Problem details: Reproduce every line of the entries below, requests included, and shift each bounding-box coordinate in the answers by -98.
□ □ □ □ □
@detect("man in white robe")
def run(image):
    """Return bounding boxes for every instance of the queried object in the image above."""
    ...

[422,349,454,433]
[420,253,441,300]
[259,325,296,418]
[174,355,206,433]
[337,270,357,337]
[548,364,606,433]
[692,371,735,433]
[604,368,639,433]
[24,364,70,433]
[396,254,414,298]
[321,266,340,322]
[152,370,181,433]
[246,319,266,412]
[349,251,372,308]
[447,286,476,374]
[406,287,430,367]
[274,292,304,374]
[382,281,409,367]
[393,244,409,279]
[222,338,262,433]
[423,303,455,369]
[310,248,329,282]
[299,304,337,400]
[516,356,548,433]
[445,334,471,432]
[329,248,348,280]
□ □ □ □ □
Written response:
@detect("man in white robe")
def run(image):
    """Return bounding boxes for every instance of the queried object in the image above."""
    ...

[324,251,356,335]
[322,155,343,202]
[161,227,198,320]
[76,257,108,335]
[239,172,259,239]
[450,266,508,335]
[594,273,637,335]
[506,270,541,335]
[-74,266,-28,335]
[298,156,316,200]
[223,168,242,224]
[54,272,83,335]
[148,221,168,314]
[251,153,274,210]
[349,188,378,276]
[308,189,332,269]
[176,194,206,276]
[284,183,311,269]
[295,146,311,181]
[124,240,164,335]
[325,205,357,271]
[212,150,231,184]
[201,206,239,302]
[418,258,450,335]
[347,236,373,334]
[231,150,250,182]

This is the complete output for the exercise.